■ EXTRACTED MATERIAL ■
········
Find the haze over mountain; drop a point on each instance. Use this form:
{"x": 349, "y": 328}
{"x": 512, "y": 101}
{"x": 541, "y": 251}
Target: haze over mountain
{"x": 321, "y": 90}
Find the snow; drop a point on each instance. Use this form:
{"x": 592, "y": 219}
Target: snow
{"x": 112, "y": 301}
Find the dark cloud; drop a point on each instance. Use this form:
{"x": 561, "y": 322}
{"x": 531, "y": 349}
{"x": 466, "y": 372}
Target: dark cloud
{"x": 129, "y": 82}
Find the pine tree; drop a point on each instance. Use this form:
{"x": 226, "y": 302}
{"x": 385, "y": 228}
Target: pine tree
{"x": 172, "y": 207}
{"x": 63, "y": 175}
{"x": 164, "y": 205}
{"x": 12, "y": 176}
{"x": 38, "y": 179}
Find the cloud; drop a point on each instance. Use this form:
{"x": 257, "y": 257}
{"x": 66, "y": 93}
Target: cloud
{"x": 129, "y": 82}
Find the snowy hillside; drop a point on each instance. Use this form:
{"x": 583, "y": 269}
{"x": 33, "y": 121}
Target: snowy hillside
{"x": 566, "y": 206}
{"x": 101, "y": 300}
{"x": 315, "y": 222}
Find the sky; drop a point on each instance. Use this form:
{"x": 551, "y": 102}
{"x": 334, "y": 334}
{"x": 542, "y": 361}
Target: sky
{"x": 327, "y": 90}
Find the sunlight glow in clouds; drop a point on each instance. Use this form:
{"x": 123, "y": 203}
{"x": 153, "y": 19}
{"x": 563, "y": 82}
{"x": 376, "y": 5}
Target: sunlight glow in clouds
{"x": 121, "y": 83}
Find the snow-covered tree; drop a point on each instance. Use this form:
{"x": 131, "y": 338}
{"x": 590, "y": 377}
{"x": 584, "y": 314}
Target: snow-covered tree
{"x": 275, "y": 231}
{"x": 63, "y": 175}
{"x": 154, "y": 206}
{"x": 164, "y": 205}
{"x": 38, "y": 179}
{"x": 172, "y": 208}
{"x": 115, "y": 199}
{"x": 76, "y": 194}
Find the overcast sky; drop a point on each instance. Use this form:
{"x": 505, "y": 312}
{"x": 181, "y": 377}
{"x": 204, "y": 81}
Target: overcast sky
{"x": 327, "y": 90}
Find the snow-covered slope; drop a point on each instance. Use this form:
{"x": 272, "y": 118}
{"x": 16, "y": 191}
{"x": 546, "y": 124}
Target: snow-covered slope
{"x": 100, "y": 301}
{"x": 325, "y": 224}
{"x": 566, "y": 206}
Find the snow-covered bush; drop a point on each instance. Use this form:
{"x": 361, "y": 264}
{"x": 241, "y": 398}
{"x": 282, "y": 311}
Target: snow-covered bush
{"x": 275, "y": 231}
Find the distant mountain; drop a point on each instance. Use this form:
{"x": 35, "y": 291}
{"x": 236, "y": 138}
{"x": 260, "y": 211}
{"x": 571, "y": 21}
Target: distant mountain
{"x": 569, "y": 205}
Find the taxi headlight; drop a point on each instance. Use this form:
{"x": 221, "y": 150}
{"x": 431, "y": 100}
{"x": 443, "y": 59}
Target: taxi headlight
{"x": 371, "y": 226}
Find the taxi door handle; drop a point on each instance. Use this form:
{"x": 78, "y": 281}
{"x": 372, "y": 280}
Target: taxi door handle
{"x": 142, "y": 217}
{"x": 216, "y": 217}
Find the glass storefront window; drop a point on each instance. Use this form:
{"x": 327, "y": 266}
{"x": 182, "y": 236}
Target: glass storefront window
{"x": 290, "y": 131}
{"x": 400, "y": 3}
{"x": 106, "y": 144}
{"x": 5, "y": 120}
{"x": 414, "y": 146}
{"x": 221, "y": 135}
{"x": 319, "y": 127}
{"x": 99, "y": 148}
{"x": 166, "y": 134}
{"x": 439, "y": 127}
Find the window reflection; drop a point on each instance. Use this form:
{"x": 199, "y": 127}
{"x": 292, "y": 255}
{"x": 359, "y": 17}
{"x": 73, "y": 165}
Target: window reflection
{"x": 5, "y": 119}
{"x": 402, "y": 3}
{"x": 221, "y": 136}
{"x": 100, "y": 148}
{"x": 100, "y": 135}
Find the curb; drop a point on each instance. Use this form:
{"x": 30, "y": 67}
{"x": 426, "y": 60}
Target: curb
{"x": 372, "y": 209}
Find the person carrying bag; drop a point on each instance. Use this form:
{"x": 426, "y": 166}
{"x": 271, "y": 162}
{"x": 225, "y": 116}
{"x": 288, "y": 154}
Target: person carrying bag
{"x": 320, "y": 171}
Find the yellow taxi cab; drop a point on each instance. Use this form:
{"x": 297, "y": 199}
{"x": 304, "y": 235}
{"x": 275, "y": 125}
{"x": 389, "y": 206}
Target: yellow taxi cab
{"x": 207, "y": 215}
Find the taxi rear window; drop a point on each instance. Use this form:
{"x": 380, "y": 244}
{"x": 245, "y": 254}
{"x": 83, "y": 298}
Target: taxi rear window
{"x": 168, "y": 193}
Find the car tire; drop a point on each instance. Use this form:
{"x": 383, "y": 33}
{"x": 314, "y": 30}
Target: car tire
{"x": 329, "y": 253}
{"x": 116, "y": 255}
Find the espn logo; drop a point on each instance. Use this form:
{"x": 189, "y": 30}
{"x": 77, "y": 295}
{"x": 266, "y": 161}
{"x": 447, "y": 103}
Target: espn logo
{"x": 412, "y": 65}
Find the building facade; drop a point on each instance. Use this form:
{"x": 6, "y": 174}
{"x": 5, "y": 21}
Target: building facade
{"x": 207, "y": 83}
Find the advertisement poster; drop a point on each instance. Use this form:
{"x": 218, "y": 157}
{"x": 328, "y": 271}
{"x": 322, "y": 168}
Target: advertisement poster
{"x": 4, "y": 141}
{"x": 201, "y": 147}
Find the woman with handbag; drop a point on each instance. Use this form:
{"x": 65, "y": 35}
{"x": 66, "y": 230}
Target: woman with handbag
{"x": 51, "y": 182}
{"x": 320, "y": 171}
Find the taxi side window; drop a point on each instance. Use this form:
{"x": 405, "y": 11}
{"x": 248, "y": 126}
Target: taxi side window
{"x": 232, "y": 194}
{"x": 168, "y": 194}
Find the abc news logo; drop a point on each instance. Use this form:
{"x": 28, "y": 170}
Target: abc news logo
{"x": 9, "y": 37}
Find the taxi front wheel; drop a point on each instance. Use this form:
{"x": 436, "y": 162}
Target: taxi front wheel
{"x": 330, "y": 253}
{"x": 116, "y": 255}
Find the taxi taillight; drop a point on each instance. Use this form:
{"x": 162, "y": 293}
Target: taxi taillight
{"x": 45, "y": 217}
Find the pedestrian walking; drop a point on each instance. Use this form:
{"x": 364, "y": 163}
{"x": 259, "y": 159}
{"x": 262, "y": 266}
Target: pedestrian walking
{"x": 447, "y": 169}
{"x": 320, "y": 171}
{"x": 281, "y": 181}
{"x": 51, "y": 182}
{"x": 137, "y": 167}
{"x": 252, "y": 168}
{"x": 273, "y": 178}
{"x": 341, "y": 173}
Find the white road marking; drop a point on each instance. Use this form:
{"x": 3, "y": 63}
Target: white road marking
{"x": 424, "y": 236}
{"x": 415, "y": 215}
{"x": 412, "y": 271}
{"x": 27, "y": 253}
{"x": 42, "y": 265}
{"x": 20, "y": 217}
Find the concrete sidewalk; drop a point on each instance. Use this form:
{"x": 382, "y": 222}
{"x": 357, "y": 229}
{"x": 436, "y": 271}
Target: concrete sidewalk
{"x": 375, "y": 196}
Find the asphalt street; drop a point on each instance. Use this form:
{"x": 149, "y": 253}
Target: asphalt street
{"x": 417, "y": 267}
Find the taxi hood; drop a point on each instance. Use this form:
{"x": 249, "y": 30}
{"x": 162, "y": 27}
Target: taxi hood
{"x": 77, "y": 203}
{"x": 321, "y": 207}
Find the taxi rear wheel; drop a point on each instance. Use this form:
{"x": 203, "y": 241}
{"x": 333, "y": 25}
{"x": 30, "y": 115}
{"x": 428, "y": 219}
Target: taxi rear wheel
········
■ EXERCISE PROMPT ■
Write the lines of the material above as a JSON list of strings, one string per line with blank lines left out, starting at the line that contains "Find the taxi rear wheel;" and ending at the last line of the material.

■ EXERCISE OUTPUT ■
[
  "Find the taxi rear wheel; drop a point on each instance. Use this form:",
  "{\"x\": 203, \"y\": 241}",
  "{\"x\": 333, \"y\": 25}",
  "{\"x\": 30, \"y\": 115}",
  "{\"x\": 428, \"y\": 219}",
  "Target: taxi rear wheel"
]